> _What is being asked_
Using the records below, give again exactly the lines from the line that contains "# provide a point for each instance of the gray" through the line that contains "white sock, formatted", both ends included, and only those.
* * * * * * *
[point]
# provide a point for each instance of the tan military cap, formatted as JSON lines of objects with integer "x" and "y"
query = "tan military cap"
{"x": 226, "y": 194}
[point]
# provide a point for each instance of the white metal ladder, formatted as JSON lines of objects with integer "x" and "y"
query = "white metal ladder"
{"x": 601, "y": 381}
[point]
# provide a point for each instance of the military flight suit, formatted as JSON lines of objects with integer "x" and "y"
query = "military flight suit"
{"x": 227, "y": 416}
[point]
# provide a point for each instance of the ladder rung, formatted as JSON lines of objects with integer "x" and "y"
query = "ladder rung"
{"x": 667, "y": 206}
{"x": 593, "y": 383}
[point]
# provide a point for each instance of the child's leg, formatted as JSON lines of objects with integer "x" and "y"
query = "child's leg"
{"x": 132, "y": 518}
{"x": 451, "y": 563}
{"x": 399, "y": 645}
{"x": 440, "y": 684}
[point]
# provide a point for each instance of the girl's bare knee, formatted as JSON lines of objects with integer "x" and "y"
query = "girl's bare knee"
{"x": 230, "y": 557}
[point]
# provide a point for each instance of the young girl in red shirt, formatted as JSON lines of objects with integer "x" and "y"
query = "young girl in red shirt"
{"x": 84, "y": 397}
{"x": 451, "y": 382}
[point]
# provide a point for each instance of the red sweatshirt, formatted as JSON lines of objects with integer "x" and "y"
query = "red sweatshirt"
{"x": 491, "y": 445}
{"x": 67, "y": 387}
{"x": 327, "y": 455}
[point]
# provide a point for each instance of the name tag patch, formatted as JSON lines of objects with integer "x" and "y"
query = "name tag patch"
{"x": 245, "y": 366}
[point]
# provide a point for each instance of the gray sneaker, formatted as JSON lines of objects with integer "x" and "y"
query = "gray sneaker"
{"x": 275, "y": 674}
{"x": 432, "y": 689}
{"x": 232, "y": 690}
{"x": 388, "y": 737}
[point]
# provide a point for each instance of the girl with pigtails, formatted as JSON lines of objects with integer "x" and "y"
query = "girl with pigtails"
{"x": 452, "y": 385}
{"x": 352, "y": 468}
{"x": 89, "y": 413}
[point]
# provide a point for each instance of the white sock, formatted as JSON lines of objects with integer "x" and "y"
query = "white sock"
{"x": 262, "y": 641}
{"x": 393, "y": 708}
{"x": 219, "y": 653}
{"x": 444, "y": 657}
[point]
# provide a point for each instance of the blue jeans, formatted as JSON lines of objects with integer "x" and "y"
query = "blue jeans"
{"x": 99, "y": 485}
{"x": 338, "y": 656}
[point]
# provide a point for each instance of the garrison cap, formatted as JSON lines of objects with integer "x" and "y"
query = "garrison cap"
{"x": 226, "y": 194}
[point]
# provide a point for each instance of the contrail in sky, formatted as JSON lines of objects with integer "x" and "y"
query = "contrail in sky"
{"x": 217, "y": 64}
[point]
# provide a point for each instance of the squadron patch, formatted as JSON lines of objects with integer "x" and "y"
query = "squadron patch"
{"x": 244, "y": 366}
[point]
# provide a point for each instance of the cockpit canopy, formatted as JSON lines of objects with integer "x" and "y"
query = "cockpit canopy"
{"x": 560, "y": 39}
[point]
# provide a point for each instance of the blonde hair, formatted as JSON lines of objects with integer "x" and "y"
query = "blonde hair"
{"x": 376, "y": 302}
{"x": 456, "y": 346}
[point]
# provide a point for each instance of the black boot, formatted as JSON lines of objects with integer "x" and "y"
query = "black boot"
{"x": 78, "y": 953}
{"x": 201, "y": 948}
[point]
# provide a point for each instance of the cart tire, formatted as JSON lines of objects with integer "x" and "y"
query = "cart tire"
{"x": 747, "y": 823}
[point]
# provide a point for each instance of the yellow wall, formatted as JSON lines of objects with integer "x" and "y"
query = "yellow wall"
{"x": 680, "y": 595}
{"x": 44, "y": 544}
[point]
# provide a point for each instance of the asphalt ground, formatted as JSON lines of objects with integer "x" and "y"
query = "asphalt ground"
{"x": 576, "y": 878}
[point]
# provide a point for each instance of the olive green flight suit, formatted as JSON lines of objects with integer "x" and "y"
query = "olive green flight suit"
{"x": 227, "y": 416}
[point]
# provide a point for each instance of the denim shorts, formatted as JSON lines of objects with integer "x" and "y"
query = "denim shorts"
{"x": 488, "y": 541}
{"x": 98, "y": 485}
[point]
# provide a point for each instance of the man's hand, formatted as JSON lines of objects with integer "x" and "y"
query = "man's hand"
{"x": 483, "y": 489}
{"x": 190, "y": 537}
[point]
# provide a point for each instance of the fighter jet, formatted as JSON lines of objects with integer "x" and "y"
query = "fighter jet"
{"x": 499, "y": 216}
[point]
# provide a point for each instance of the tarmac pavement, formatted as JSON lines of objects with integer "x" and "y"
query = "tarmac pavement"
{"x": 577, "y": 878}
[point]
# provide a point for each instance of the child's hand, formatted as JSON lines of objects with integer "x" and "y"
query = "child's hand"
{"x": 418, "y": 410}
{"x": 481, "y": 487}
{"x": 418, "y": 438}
* * * * * * *
> _Finished task_
# provide a point for each instance of the gray sneaker, formatted as JSON lines of objects with integer "x" and "y"
query = "gray sneaker"
{"x": 275, "y": 674}
{"x": 432, "y": 689}
{"x": 232, "y": 690}
{"x": 388, "y": 737}
[point]
# provide a point for each instance of the girl with pigtails, formatted as JSON lines of objects with integer "x" and "y"
query = "girl with pigtails"
{"x": 452, "y": 385}
{"x": 352, "y": 468}
{"x": 89, "y": 413}
[point]
# provide a point for each instance of the white sock, formatted as JSON lines of objects with integer "x" and "y"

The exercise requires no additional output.